Stored items from a collection
-- Opening Marker --

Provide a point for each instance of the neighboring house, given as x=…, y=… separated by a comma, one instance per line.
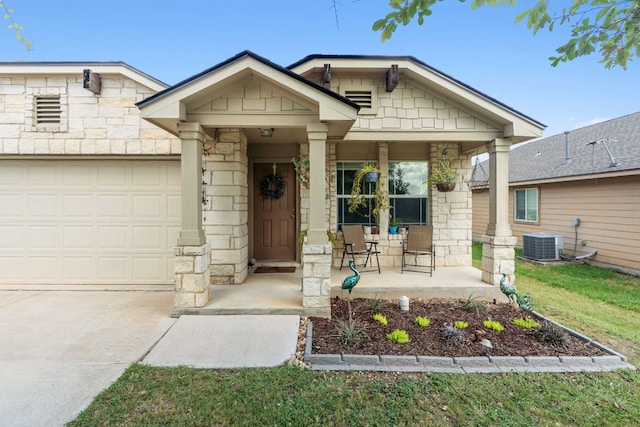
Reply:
x=103, y=171
x=591, y=174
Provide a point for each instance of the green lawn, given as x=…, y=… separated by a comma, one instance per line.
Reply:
x=291, y=396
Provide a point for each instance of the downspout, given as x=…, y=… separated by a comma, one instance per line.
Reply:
x=567, y=159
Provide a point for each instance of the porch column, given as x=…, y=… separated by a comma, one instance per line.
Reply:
x=191, y=139
x=192, y=252
x=498, y=255
x=317, y=134
x=317, y=251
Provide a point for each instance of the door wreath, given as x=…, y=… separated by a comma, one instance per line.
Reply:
x=272, y=186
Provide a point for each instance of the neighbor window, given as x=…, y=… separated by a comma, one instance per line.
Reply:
x=526, y=205
x=408, y=192
x=346, y=171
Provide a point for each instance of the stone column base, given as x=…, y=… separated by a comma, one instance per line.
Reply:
x=498, y=257
x=192, y=276
x=316, y=275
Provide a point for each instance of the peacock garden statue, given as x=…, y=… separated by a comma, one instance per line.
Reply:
x=350, y=282
x=523, y=301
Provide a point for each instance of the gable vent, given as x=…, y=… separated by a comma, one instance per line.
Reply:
x=363, y=98
x=48, y=110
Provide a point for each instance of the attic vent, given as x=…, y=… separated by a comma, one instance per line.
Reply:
x=364, y=98
x=48, y=110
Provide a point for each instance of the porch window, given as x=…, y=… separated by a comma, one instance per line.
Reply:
x=526, y=205
x=408, y=191
x=346, y=171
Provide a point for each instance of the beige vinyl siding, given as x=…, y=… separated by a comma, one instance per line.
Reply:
x=608, y=209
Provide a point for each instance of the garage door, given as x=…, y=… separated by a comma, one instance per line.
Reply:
x=88, y=222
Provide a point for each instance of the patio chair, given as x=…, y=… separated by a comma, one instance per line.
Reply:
x=419, y=243
x=355, y=244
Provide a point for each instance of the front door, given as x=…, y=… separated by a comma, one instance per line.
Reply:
x=274, y=212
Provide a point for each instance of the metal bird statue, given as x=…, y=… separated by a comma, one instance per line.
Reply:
x=351, y=281
x=523, y=301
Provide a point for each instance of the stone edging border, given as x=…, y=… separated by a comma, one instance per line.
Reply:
x=466, y=365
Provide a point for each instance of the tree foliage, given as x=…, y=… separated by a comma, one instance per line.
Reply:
x=13, y=25
x=611, y=27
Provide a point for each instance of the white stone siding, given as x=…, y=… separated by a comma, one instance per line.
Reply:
x=107, y=123
x=451, y=212
x=252, y=97
x=410, y=107
x=225, y=206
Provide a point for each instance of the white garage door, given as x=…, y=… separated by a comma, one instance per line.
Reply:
x=88, y=222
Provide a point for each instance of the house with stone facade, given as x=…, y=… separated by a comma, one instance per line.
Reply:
x=109, y=177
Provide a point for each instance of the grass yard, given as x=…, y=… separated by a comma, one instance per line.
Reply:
x=601, y=304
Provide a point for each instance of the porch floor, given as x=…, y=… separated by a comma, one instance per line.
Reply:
x=281, y=293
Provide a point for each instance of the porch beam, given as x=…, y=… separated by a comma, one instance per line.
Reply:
x=317, y=135
x=191, y=139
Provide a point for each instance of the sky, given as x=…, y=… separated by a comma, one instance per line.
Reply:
x=484, y=48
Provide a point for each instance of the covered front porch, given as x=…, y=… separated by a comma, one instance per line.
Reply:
x=281, y=293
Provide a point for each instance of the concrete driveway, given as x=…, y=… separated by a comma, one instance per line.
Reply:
x=59, y=349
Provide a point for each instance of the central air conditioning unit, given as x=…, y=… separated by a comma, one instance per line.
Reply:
x=542, y=246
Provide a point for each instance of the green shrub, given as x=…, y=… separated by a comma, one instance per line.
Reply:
x=422, y=321
x=461, y=325
x=380, y=318
x=525, y=323
x=492, y=324
x=399, y=336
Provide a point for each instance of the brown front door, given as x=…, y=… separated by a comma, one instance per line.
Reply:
x=274, y=231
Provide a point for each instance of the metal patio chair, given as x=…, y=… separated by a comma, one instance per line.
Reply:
x=355, y=244
x=418, y=242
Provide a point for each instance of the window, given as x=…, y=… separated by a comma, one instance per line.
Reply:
x=526, y=205
x=48, y=110
x=346, y=171
x=408, y=191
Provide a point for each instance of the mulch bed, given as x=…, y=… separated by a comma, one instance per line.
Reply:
x=429, y=341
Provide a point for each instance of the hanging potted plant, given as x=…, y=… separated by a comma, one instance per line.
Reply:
x=442, y=175
x=358, y=200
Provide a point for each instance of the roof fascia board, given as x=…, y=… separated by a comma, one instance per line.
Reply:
x=422, y=136
x=571, y=178
x=75, y=68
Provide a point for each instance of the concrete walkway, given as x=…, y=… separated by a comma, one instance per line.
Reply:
x=59, y=349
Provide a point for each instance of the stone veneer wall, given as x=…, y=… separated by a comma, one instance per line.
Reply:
x=225, y=206
x=107, y=123
x=451, y=212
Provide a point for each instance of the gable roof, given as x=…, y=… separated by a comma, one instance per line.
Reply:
x=236, y=58
x=516, y=125
x=607, y=148
x=76, y=67
x=178, y=102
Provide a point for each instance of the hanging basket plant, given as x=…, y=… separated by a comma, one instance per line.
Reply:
x=357, y=199
x=443, y=176
x=272, y=186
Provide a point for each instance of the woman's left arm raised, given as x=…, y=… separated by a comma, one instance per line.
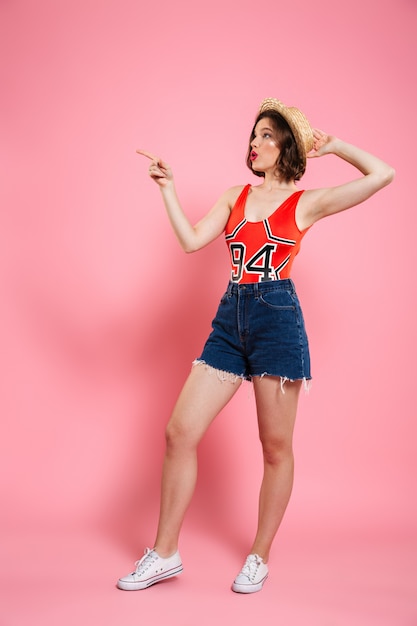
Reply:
x=318, y=203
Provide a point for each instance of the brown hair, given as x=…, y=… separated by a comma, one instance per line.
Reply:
x=289, y=165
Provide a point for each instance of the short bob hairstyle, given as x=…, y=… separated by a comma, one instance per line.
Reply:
x=289, y=165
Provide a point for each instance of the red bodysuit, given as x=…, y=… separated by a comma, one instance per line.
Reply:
x=263, y=250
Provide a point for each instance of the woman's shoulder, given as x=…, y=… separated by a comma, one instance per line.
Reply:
x=233, y=193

-- Closing Marker --

Work required
Word for word, print all of the data; skip the pictures.

Expected answer
Provide a point for each instance of the neighboring house, given as x=…, y=… separated by a comma, one instance per line.
Reply:
x=103, y=171
x=591, y=174
Provide a point for each instance of the green lawn, given as x=…, y=… separated by a comma, one instance per line.
Reply:
x=291, y=396
Provide a point for each instance of the downspout, given as x=…, y=… separated by a comma, one instance per line.
Reply:
x=567, y=159
Provide a point for each instance of the porch column, given as x=…, y=… separated by a comma, one instance per line.
Reply:
x=191, y=139
x=192, y=252
x=498, y=255
x=317, y=134
x=317, y=251
Provide a point for each instance of the door wreath, given as x=…, y=… separated by a comma, one instance per line.
Reply:
x=272, y=186
Provide a point for each instance of the neighbor window, given as x=…, y=… separated by a comma, one instance per line.
Reply:
x=526, y=205
x=408, y=192
x=346, y=171
Provide a point for each instance of the stone column base, given as x=…, y=… separated by a comma, one instance per line.
Reply:
x=498, y=257
x=192, y=276
x=316, y=275
Provide a point for each instance of the peacock garden statue, given as x=…, y=… separated by a comma, one instance per line.
Reply:
x=350, y=282
x=523, y=301
Provide a point for each instance of the gable vent, given as x=…, y=… separated by a comma, one instance per line.
Reply:
x=363, y=98
x=48, y=110
Provide a point for each instance of the attic vent, given as x=…, y=… separated by a comma, one instance per line.
Reply:
x=364, y=98
x=48, y=110
Provide a point for each instance of the porch window, given as x=…, y=… separated by a comma, one instance per line.
Reply:
x=526, y=205
x=408, y=191
x=346, y=171
Provide a point for each instance of the beige vinyl siding, given as x=…, y=… separated by a comma, one instance per line.
Reply:
x=608, y=209
Provide a point for each instance of the garage door, given as x=…, y=… separated by a comma, one instance per line.
Reply:
x=88, y=222
Provide a point for each instance of the patio chair, given as x=…, y=… separated by a comma, one instance per line.
Reply:
x=419, y=243
x=355, y=244
Provide a point for each instance of the front door, given as x=…, y=… separated by a comma, one instance per line.
Reply:
x=274, y=212
Provide a point for each instance of the metal bird statue, given as x=…, y=… separated by a comma, one instance per line.
Reply:
x=351, y=281
x=523, y=301
Provide a point for each instance of the stone edging border, given as x=…, y=… separated by a comma, one instance per line.
Reply:
x=466, y=365
Provide a point for each instance of the tree foliage, given as x=…, y=… separated by a comma, one instance per line.
Reply:
x=13, y=25
x=611, y=27
Provide a point for each instance of the white stone siding, given as x=…, y=… separated by a comma, one instance per line.
Reply:
x=107, y=123
x=451, y=212
x=252, y=97
x=410, y=107
x=225, y=206
Provide a point for each instance of the white garage door, given as x=…, y=… separated by a comma, one instance per line.
Reply:
x=88, y=222
Provide a point for each instance of the house with stone facade, given as x=…, y=… separated by a comma, one instance per line.
Reply:
x=109, y=177
Provide a point for each instance of the grass yard, given as x=…, y=… separated by a comma, one instance per line.
Reply:
x=601, y=304
Provide a point for each instance of the porch floor, given as x=…, y=… separated by a comma, one instance per line.
Reply:
x=281, y=293
Provide a point for each instance of the porch beam, given as x=…, y=… separated by a comma, one instance per line.
Reply:
x=317, y=135
x=191, y=139
Provide a point for each instance of the sky, given as x=…, y=… separated by a comma, one instance per line.
Reply:
x=484, y=48
Provide a point for each instance of the covered front porch, given as x=…, y=… separated by a comma, one instance per line.
Reply:
x=281, y=293
Provide a point for each instance of the concrete driveway, given as x=…, y=… separated by a comma, one instance per line.
Reply:
x=59, y=349
Provide a point for each instance of the central air conditioning unit, given as x=…, y=… separated by a comma, one instance per line.
Reply:
x=542, y=246
Provide a point for each instance of the green shrub, given as x=…, y=… separated by a comma, one instance per line.
Reply:
x=422, y=321
x=461, y=325
x=380, y=318
x=525, y=323
x=492, y=324
x=399, y=336
Provide a point for each instance of the brown front door, given as x=…, y=… separated by a comma, one instance per line.
Reply:
x=274, y=231
Provide a point for each instance of the metal patio chair, given as x=…, y=… separated by a comma, one instance per line.
Reply:
x=355, y=244
x=418, y=242
Provide a point for each instance of the window, given as x=…, y=… separated by a comma, one instance per line.
Reply:
x=526, y=205
x=48, y=110
x=346, y=171
x=408, y=191
Provide a point for each instance of the mulch bed, given as x=…, y=… separated by a comma, one instance per line.
Reply:
x=429, y=341
Provide a point for each instance of the hanging potted plant, given as x=…, y=… separated by a comma, one instance per line.
Reply:
x=442, y=175
x=358, y=200
Provide a point for each instance of the roof fascia board, given as x=…, y=… separated by a comma, one instance per line.
Reply:
x=422, y=136
x=571, y=178
x=75, y=68
Provide a point for each instance of the concrete walkway, given as x=…, y=… separated by a comma, one instance per line.
Reply:
x=59, y=349
Provide a point for each instance of the stone veneer wall, given as x=…, y=… separated by a comma, one instance per line.
Reply:
x=225, y=206
x=107, y=123
x=451, y=212
Provide a point for each instance of the gable roof, given as x=…, y=… separated by a comma, one instance per line.
Reply:
x=236, y=58
x=516, y=125
x=607, y=148
x=76, y=67
x=178, y=102
Provide a point for each instance of the hanging basket plant, given as x=…, y=… separated by a comma, one instance per line.
Reply:
x=357, y=199
x=443, y=176
x=272, y=186
Provide a point for each instance of the woman's left arm raised, given as x=…, y=… separated by a comma, one instance per line.
Reply:
x=318, y=203
Provide a point for each instance of the brown hair, given as x=…, y=… separated by a comma, one instance per line.
Reply:
x=289, y=165
Provide a point for each instance of the short bob hairstyle, given as x=…, y=… separated by a comma, one instance per line.
Reply:
x=289, y=165
Provide a point for each instance of the red bodysuit, given as x=…, y=… separated by a comma, one instance per line.
Reply:
x=263, y=250
Provide a point for each instance of the woman's shoulder, given as x=…, y=… separated by a comma, one instance per line.
Reply:
x=233, y=193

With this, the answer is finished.